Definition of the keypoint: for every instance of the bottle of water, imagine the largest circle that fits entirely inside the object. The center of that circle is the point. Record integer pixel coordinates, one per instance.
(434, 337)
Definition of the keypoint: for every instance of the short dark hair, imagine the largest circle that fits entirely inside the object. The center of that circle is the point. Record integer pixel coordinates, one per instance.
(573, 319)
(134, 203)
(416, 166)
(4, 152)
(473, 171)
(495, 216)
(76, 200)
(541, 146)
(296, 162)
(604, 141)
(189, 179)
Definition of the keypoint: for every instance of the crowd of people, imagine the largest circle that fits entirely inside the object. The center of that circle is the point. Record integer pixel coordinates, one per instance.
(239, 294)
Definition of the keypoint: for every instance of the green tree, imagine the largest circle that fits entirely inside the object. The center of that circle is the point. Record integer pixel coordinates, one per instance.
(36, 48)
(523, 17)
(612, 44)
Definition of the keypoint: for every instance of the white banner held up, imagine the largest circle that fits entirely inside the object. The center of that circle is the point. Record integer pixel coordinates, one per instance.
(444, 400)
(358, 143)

•••

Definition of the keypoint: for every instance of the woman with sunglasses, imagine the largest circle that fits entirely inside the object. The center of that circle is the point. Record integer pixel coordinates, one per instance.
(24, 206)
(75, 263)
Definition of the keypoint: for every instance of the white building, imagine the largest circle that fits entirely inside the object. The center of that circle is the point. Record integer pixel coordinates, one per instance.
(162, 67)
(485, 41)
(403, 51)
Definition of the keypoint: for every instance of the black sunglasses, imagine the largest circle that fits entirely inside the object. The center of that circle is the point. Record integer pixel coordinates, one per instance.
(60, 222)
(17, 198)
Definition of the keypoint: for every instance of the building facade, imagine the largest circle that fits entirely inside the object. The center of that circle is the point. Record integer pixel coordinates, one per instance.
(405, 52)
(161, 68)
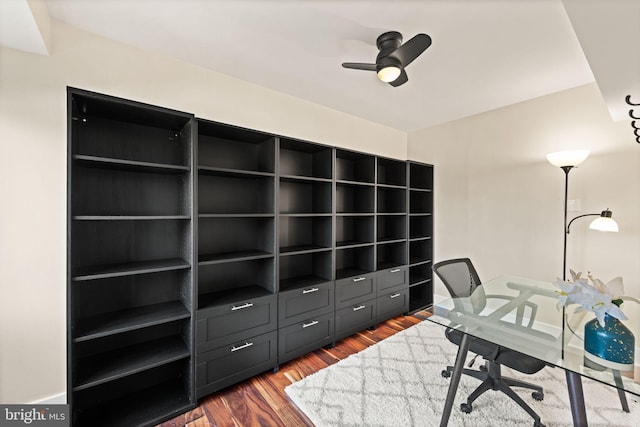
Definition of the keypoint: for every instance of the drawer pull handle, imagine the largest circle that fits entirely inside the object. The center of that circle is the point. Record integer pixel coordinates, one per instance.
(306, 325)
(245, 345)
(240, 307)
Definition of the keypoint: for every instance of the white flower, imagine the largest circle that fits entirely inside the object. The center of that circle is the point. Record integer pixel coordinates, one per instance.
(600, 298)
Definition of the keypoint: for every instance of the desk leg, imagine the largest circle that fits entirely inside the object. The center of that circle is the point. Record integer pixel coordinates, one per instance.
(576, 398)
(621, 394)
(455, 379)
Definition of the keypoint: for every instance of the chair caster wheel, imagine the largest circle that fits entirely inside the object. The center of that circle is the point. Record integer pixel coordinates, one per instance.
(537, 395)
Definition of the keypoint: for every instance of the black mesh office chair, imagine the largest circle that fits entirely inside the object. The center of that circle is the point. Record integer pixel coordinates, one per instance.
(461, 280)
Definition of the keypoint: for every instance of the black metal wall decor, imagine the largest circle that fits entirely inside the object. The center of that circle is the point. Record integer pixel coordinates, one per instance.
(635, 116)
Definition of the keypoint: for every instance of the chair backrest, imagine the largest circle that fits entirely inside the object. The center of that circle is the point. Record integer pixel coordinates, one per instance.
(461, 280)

•••

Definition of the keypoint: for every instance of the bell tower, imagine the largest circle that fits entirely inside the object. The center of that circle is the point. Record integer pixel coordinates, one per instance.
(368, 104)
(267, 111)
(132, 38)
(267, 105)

•••

Exercise: Return every line of the entries above that contains the word "black".

Completed task:
Definition of the keypoint: for every instance of the black sunglasses, imagine the largest circle that fits entirely inside the object. The center of that circle is the point. Record integer pixel coordinates, one per instance.
Definition of the keypoint: for every instance of the black mesh office chair, imagine the largest circle that fits entirely inside the object. The center of that circle is the point. Record integer pixel coordinates, one per instance.
Definition of the keypoint: for every instance of the black metal wall decor, imagine the largest circle that fits entirely inside the object. The center of that circle is the point. Record integer pixel coordinates, one per instance.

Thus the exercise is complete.